[Extracted records]
▶

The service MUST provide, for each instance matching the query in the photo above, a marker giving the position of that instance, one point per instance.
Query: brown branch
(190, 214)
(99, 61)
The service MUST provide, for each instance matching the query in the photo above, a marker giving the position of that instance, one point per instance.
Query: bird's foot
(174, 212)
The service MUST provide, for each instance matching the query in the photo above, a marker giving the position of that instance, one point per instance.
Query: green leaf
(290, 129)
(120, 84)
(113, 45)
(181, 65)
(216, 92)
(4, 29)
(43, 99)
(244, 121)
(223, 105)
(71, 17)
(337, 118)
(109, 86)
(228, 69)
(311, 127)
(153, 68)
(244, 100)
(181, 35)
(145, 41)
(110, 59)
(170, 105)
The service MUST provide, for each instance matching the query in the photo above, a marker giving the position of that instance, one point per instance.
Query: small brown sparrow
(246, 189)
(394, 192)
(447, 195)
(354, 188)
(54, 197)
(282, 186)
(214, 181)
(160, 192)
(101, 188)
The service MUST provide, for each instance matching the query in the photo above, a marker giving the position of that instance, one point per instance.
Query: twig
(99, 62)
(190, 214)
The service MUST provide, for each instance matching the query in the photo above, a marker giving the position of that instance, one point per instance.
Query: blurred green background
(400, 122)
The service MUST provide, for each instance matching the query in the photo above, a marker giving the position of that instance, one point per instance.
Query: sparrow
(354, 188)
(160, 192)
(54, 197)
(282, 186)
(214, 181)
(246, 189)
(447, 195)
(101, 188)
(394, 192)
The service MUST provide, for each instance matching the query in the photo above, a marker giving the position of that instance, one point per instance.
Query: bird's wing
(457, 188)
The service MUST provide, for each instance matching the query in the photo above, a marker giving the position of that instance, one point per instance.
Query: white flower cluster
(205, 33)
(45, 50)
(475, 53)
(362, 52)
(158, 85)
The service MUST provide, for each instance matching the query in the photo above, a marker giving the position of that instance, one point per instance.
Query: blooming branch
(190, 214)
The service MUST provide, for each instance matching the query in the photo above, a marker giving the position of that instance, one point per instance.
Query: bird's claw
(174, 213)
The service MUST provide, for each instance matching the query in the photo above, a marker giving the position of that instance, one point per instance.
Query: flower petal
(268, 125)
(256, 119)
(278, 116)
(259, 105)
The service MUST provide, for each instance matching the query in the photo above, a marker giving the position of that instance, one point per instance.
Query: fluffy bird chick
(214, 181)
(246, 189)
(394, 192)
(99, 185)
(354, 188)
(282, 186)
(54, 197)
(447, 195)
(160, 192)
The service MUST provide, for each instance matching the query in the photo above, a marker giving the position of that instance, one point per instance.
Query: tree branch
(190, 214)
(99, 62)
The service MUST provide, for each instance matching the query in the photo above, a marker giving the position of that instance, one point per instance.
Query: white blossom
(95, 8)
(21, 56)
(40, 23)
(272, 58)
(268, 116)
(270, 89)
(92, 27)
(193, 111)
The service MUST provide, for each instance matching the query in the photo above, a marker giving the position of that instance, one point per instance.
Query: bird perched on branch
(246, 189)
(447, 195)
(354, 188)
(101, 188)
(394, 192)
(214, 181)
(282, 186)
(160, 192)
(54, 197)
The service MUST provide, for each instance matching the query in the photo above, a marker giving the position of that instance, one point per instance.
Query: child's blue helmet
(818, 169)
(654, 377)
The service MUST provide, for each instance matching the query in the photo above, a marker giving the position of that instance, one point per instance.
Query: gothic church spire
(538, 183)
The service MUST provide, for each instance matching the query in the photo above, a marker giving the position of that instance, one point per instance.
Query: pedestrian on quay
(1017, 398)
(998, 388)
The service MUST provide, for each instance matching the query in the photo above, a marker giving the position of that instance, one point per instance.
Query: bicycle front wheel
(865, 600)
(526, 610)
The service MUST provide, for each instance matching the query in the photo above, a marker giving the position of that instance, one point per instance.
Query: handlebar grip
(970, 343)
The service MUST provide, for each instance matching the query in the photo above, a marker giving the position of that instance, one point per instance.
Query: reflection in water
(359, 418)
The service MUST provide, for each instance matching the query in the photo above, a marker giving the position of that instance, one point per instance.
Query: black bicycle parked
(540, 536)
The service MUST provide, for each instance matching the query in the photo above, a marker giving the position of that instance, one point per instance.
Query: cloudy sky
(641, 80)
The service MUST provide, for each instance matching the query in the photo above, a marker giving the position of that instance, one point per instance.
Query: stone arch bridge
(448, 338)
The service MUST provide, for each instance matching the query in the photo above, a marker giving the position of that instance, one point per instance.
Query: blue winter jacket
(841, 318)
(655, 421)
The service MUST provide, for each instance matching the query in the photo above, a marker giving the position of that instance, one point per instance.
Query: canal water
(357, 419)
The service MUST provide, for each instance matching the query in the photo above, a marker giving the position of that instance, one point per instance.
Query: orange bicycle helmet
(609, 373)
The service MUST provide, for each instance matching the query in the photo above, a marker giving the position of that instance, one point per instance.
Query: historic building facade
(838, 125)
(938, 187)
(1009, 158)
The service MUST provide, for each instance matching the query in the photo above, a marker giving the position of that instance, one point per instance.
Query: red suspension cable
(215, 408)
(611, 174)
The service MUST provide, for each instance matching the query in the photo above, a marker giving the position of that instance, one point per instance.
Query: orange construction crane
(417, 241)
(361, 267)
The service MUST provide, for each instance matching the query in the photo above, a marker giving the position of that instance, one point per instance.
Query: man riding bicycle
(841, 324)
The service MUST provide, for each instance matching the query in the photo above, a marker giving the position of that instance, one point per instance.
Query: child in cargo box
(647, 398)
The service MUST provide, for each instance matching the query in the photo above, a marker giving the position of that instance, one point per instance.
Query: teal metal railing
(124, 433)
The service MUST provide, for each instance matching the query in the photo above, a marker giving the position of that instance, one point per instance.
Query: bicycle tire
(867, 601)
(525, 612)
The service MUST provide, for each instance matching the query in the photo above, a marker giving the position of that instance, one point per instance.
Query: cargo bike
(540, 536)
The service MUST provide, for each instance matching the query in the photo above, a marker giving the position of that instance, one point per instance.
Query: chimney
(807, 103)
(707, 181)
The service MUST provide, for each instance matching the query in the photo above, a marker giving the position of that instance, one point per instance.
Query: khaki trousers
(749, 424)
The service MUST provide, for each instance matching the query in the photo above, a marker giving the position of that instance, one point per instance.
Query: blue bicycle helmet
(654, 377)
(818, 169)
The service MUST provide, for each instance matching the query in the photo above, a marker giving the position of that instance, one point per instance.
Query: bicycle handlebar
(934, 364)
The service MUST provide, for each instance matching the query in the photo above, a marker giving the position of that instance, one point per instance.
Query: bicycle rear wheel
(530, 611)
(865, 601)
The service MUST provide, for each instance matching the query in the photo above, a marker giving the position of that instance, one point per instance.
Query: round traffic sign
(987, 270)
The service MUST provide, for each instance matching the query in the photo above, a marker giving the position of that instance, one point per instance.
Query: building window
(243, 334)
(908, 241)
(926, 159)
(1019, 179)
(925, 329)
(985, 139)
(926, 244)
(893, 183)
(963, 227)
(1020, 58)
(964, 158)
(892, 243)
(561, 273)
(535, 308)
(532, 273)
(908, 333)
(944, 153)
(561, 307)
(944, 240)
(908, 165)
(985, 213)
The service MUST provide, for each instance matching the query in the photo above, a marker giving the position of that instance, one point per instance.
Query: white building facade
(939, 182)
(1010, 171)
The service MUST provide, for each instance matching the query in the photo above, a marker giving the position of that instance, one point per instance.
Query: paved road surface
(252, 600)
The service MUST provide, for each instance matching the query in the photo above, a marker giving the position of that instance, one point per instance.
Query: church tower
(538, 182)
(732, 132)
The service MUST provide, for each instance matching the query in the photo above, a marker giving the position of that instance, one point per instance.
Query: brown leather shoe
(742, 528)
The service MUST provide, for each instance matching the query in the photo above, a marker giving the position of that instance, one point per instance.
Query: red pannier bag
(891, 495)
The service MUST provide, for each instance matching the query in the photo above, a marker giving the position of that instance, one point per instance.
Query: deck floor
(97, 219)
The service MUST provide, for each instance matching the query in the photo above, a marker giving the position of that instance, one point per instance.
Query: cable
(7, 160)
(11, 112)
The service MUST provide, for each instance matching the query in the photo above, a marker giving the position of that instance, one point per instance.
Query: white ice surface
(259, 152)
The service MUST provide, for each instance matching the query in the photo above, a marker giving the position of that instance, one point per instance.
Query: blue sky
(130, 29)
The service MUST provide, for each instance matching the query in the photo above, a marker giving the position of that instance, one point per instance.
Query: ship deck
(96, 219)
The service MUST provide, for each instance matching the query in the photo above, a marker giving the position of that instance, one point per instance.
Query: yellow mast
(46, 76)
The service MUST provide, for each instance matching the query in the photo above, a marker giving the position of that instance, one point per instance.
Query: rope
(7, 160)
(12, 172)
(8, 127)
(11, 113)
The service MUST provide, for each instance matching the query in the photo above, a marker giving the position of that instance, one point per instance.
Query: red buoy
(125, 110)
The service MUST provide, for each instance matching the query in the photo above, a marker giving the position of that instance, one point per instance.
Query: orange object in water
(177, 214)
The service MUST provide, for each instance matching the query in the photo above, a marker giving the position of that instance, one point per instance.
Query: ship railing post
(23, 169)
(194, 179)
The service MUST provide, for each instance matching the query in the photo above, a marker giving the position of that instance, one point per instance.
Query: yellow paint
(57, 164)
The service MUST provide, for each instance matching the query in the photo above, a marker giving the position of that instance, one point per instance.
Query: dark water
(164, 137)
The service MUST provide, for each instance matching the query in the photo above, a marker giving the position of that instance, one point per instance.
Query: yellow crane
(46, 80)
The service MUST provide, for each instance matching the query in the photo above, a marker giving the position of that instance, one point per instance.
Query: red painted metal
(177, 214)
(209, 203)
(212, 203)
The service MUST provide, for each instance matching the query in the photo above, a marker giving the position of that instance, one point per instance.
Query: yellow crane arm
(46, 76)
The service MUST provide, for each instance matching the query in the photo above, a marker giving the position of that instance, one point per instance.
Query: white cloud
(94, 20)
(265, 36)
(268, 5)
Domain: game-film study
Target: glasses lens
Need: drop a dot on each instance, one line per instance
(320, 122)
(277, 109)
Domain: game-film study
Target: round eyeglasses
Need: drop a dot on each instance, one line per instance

◀

_Task item_.
From the records above, return each line where "Target" occurs.

_Solved problem_.
Target: glasses lens
Target: round eyeglasses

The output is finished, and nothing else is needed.